Task directions> List every year mentioned in the research excerpt below, each only once.

— Start Source —

The overall goal of this research is to address two of the main issues surrounding citizen science: data validity and data application. The first objective is to compare volunteer-collected and volunteer-analyzed water quality data to volunteer-collected and laboratory-analyzed water quality data to assess the validity of the volunteer-analyzed data. The second objective is to provide a proof of concept of how the data collected by volunteers can be used by watershed groups to target management strategies and priorities.

Methods

Program description

The Wabash River Enhancement Corporation (WREC) is a 501c3 nonprofit agency established in 2004 and based in Lafayette, Tippecanoe County, Indiana (www.wabashriver.net). The goal of WREC is to lead efforts within the community to improve and enhance the local Wabash River corridor as well as to engage and educate the community in the implementation of projects, programs, and activities that enhance the Wabash River ecosystem. WREC has established many programs to achieve their goals, including cost-share programs for urban and agricultural best management practices, green business certification, and riverfront development.

In 2009, WREC—in partnership with researchers at Purdue University—established a citizen science water quality monitoring program called the Wabash Sampling Blitz (Blitz). The two main goals of the Blitz are first, to provide a hands-on opportunity for the community to experience the Wabash River and its tributaries through citizen science, and second, to obtain uniform, simultaneous water quality data throughout the area that WREC serves. This large-scale and simultaneous collection of data can help by providing “hot spot” identification for future watershed priorities (). The Blitz occurs twice a year in the spring (April) and fall (September), when approximately 250 volunteers sample 206 sites within the Region of the Great Bend of the Wabash River Watershed (Figure 1). Land use in the watershed is mostly row-crop agriculture (corn and soybean), but the watershed is also host to the urban areas of West Lafayette and Lafayette (~100,000 population). Since its establishment in 2009 and until the fall of 2013, the Blitz has benefited from the contribution of 889 unique community volunteers (192 repeat volunteers) giving more than 3,000 hours of their time (Figure 2).

Figure 1

Location and land-use of the Great Bend of the Wabash River Watershed from the 2001 United States Geological Survey National Land Cover Dataset.

Figure 2

Total number of volunteers and hours worked by volunteers for each Blitz event (top) and the number of Blitz events in which unique volunteers have participated (bottom); the sum of all bars on the bottom figure indicates the total number of unique volunteers who participated in the Blitz events from the fall of 2009 to the fall of 2013.

— End Source —
— Start Record extracts —

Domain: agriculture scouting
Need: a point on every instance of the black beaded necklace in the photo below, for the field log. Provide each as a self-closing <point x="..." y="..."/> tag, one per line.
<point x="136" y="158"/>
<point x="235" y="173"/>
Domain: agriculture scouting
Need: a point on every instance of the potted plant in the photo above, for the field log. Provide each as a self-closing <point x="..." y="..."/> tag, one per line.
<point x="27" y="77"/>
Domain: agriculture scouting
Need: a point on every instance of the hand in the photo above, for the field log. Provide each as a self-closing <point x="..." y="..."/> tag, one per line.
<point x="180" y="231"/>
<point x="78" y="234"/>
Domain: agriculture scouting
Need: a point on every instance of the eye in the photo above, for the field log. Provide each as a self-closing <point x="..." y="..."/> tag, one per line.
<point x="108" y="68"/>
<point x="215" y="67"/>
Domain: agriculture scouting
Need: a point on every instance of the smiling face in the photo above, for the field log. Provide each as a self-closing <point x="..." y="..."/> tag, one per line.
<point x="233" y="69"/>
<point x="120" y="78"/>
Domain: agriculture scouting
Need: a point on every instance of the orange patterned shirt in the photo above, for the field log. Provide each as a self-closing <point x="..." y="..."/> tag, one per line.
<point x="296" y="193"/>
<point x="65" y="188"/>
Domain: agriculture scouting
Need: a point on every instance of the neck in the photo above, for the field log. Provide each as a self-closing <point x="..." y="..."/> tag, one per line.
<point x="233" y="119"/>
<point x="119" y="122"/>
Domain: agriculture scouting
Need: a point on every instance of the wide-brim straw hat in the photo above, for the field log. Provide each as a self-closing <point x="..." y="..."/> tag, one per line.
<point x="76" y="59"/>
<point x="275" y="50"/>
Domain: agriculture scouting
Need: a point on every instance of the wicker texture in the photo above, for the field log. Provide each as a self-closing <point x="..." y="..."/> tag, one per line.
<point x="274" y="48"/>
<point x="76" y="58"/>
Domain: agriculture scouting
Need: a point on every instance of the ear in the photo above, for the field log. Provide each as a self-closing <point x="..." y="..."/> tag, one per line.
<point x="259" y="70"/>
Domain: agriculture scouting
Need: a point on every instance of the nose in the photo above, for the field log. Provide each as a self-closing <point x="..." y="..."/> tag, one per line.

— End Record extracts —

Exercise answer> 2001, 2004, 2009, 2013